TEXT TO READ =>
──────────────────────────────
This Week In Running: May 22, 2017

This Week in Running Justin Mock TWIRThe Ultra-Trail World Tour continued with the Ultra-Trail Australia 100k race, and runners prepped for June’s Western States 100 at events like the Silver State 50 Mile and the Quest for the Crest 50k. All are among the highlights of this week’s column.

Ultra-Trail Australia – Katoomba, Australia

It happened again. Weather forced a reroute of an Ultra-Trail World Tour event. This time heavy rain caused the Ultra-Trail Australia 100k to deviate from its traditional point-to-point route in favor of an out-and-back-style alternate course.

The women’s field was made of most of Australia’s best ultrarunners, and the Aussies took each of the first eight finishing positions. Among that group, Lucy Bartholomew (Australia) rose to the top after being in front all day. Celebrating her 21st birthday, Bartholomew finished with a 10:52 winning time.

Hanny Alston and Lou Clifton were second and third in 11:12 and 11:24, respectively. Fourth and fifth places were Robin Bruins and Daniela Burton in 11:26 and 11:27.

Other familiar names included:

  • Gill Fowler (Australia) – 7th, 12:03
  • Marie McNaughton (New Zealand, but living in Hong Kong) – 11th, 12:36
  • Beth Cardelli (Australia) – 13th, 12:43

In the 50k race, Kellie Emerson was best in 4:42.

Lucy Bartholomew - 2017 Ultra-Trail Australia

Lucy Bartholomew winning 2017 Ultra-Trail Australia. Photo: Ultra-Trail Australia

Tim Tollefson (USA) matched Bartholomew with his own wire-to-wire win. He splashed across the rain-soaked course in 8:52. Up next for Tollefson is the June 17 Broken Arrow Skyrace in California, and then further out, a return to UTMB, after recently deciding to pull his name off from high up on the Hardrock 100 waitlist.
──────────────────────────────
INFORMATION SHOWN =>
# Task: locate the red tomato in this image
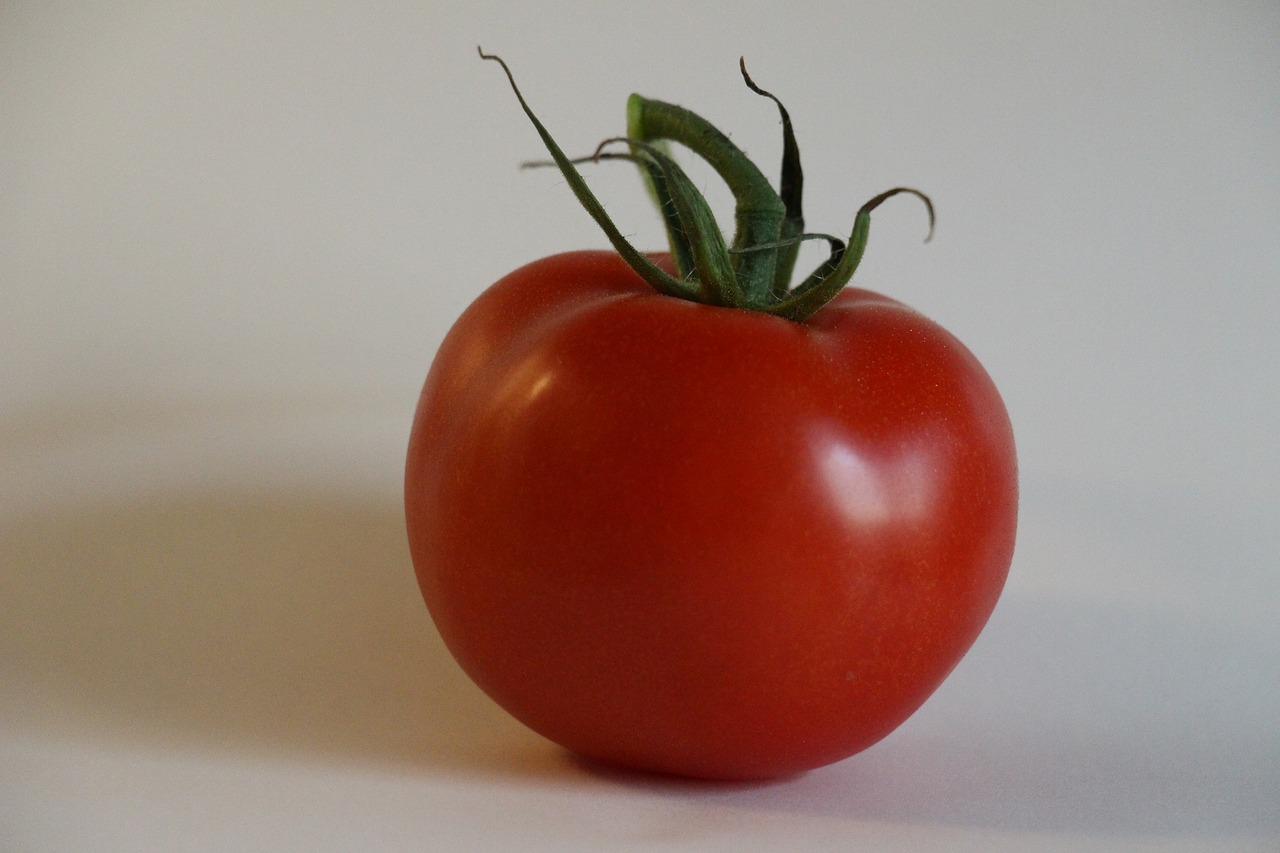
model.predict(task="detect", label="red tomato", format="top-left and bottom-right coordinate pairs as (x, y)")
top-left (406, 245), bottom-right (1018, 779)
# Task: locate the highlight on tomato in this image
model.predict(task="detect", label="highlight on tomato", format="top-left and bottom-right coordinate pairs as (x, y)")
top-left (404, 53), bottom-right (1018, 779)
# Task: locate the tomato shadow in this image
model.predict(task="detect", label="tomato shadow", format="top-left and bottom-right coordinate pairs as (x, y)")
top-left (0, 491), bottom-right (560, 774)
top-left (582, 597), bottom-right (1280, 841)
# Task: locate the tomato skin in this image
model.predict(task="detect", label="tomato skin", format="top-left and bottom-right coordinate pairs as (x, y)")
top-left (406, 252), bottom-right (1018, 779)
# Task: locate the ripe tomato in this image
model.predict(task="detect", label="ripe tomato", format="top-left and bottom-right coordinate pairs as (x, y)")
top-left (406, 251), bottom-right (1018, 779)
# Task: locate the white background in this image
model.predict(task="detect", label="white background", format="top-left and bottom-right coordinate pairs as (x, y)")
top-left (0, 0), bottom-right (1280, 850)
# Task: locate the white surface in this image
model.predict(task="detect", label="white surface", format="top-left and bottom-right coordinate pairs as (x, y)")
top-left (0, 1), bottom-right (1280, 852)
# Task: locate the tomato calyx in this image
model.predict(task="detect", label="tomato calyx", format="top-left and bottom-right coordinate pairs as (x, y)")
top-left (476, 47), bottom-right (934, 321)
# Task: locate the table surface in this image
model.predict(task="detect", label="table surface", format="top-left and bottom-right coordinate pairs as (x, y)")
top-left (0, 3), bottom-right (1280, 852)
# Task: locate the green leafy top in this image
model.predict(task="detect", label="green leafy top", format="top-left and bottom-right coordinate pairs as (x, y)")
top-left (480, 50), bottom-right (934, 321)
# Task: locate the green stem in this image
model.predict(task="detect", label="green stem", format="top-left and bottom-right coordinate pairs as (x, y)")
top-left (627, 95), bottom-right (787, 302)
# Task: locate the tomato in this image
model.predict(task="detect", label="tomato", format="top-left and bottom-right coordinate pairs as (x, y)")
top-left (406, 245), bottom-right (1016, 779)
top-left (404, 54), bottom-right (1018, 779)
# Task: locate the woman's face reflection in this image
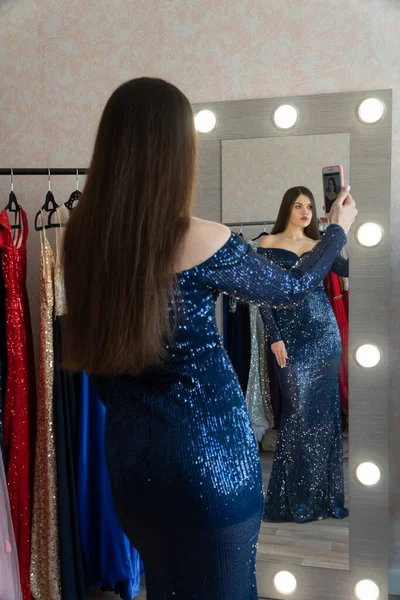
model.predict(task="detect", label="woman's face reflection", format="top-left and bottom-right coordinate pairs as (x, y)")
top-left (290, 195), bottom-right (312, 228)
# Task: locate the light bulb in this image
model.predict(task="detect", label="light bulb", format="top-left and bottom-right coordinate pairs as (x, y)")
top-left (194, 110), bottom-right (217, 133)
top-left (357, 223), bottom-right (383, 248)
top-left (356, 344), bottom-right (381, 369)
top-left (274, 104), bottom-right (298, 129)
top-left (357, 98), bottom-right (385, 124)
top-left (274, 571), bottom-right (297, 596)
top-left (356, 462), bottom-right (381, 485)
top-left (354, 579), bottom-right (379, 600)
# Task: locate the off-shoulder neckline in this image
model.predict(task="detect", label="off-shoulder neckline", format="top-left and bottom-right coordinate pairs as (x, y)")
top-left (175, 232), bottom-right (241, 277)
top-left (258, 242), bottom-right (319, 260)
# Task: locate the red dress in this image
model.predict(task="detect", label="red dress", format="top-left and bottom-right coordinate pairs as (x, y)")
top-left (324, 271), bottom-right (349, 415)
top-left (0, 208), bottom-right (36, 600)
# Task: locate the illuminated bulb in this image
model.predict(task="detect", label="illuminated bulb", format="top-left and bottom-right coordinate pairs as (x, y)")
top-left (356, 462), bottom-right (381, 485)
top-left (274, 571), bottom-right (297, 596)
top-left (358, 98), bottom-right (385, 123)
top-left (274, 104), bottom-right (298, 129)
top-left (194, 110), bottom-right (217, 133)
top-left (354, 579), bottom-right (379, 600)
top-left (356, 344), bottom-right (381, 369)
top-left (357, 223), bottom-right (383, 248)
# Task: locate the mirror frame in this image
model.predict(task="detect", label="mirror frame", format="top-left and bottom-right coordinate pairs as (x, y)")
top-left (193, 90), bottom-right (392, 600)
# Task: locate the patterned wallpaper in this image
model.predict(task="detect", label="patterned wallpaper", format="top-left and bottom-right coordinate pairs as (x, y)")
──────────────────────────────
THE REQUEST => Reproduce the whole This Week in Running column for May 22, 2017, found above the data, word for word.

WORKED SOLUTION =>
This Week In Running: May 22, 2017

This Week in Running Justin Mock TWIRThe Ultra-Trail World Tour continued with the Ultra-Trail Australia 100k race, and runners prepped for June’s Western States 100 at events like the Silver State 50 Mile and the Quest for the Crest 50k. All are among the highlights of this week’s column.

Ultra-Trail Australia – Katoomba, Australia

It happened again. Weather forced a reroute of an Ultra-Trail World Tour event. This time heavy rain caused the Ultra-Trail Australia 100k to deviate from its traditional point-to-point route in favor of an out-and-back-style alternate course.

The women’s field was made of most of Australia’s best ultrarunners, and the Aussies took each of the first eight finishing positions. Among that group, Lucy Bartholomew (Australia) rose to the top after being in front all day. Celebrating her 21st birthday, Bartholomew finished with a 10:52 winning time.

Hanny Alston and Lou Clifton were second and third in 11:12 and 11:24, respectively. Fourth and fifth places were Robin Bruins and Daniela Burton in 11:26 and 11:27.

Other familiar names included:

  • Gill Fowler (Australia) – 7th, 12:03
  • Marie McNaughton (New Zealand, but living in Hong Kong) – 11th, 12:36
  • Beth Cardelli (Australia) – 13th, 12:43

In the 50k race, Kellie Emerson was best in 4:42.

Lucy Bartholomew - 2017 Ultra-Trail Australia

Lucy Bartholomew winning 2017 Ultra-Trail Australia. Photo: Ultra-Trail Australia

Tim Tollefson (USA) matched Bartholomew with his own wire-to-wire win. He splashed across the rain-soaked course in 8:52. Up next for Tollefson is the June 17 Broken Arrow Skyrace in California, and then further out, a return to UTMB, after recently deciding to pull his name off from high up on the Hardrock 100 waitlist.